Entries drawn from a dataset
>> START

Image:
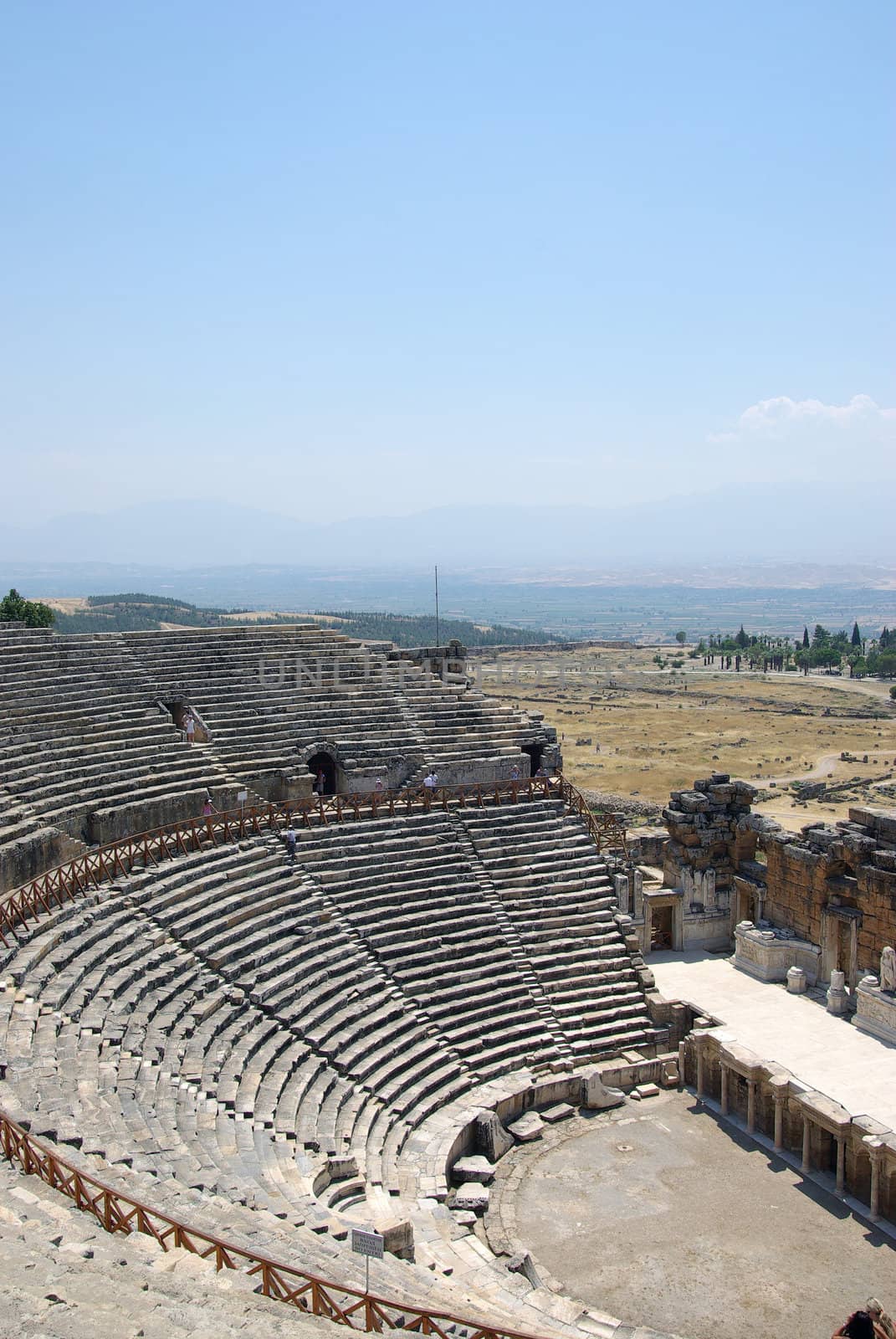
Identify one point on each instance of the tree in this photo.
(15, 608)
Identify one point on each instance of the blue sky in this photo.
(362, 259)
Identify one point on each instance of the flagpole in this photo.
(437, 607)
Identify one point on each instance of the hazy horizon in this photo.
(342, 264)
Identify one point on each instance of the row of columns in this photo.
(780, 1095)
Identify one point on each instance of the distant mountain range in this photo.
(809, 524)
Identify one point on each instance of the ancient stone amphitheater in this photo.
(243, 1055)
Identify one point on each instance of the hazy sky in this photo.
(369, 258)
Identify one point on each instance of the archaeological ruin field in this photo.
(630, 729)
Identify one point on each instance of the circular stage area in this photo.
(658, 1215)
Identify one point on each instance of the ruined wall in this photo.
(706, 834)
(836, 883)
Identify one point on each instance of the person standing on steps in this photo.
(289, 839)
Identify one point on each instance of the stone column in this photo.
(637, 890)
(837, 997)
(780, 1086)
(876, 1155)
(701, 1066)
(806, 1144)
(709, 890)
(842, 1162)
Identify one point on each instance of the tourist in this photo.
(289, 837)
(858, 1326)
(884, 1327)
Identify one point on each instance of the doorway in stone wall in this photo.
(536, 753)
(323, 762)
(661, 930)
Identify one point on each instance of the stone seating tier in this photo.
(234, 1019)
(82, 733)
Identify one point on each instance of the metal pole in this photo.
(437, 607)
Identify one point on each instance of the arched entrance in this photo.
(325, 762)
(536, 753)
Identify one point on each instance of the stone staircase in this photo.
(84, 747)
(214, 1034)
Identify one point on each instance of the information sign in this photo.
(367, 1243)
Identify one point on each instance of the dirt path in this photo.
(825, 763)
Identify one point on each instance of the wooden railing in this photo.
(102, 864)
(607, 830)
(117, 1212)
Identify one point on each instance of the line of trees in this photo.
(824, 649)
(15, 608)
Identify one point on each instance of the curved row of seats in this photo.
(264, 691)
(167, 1084)
(207, 1034)
(80, 730)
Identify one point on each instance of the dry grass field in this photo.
(628, 727)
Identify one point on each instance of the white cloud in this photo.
(782, 417)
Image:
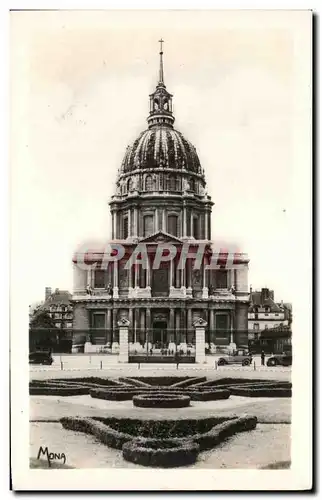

>> END

## TASK TO COMPLETE
Render every line of the records above as a JSON list of strings, with one string per line and blank lines excluded. Omit the pictures from the answer.

## TASK RESPONSE
[
  "Image:",
  "Identify one point on each instance of the tree in this photo.",
  "(15, 608)",
  "Identify one point on each instance of the blue sky in this photo.",
  "(362, 259)",
  "Identify one point on each instance of the flagpole in this photo.",
  "(437, 607)",
  "Identify one point on each instance of the hazy horizon in this photo.",
  "(342, 264)",
  "Identify one point on each instance of the row of columns in this photo.",
  "(780, 1095)",
  "Identify one point on each instance of the distant mountain range in this photo.",
  "(809, 524)",
  "Identify one point on each instance of the ancient stone amphitheater in this photo.",
  "(243, 1055)",
  "Identify one point on each instance of the hazy sky in this photo.",
  "(369, 258)",
  "Identify one point on each instance of the archaeological ruin field in this photo.",
  "(630, 729)",
  "Identify one point on each instance of the circular stage area in this photo.",
  "(658, 1215)",
  "Identify one point on each instance of the ruined wall in this photo.",
  "(706, 834)",
  "(836, 883)",
  "Identify one point on each instance of the person standing on steps in this photo.",
  "(289, 839)",
  "Identify one point on each instance of the stone column in this photo.",
  "(637, 890)",
  "(837, 997)",
  "(780, 1086)",
  "(876, 1155)",
  "(701, 1066)",
  "(806, 1144)",
  "(709, 890)",
  "(842, 1162)",
  "Identify one point on each instance of the tourist in this photo.",
  "(289, 837)",
  "(858, 1326)",
  "(884, 1327)",
  "Identify one point on each instance of the doorway in stone wall in this photo.",
  "(536, 753)",
  "(323, 762)",
  "(661, 930)",
  "Identify one point on each instance of the stone seating tier in this photo.",
  "(234, 1019)",
  "(82, 733)",
  "Identify one point on each instance of the metal pole in this photo.",
  "(437, 607)",
  "Identify one point on each instance of the arched entrance in this photo.",
  "(325, 762)",
  "(536, 753)",
  "Identify one point on each instance of the stone staircase in this photo.",
  "(84, 747)",
  "(214, 1034)",
  "Identify one point on each instance of the information sign in this photo.",
  "(367, 1243)",
  "Identify one point on each instance of the dirt path in this photo.",
  "(825, 763)",
  "Identify one point on each instance of the wooden railing in this photo.",
  "(102, 864)",
  "(607, 830)",
  "(117, 1212)",
  "Identify one point on each instance of the line of trees in this photo.",
  "(824, 649)",
  "(15, 608)",
  "Identify one point on each instance of the curved row of seats in this photo.",
  "(264, 691)",
  "(167, 1084)",
  "(207, 1034)",
  "(80, 730)",
  "Identify one point on each instance of the dry grass field in this photo.",
  "(628, 727)",
  "Identify one point on each instance of the white cloud in this photo.",
  "(782, 417)",
  "Image:"
]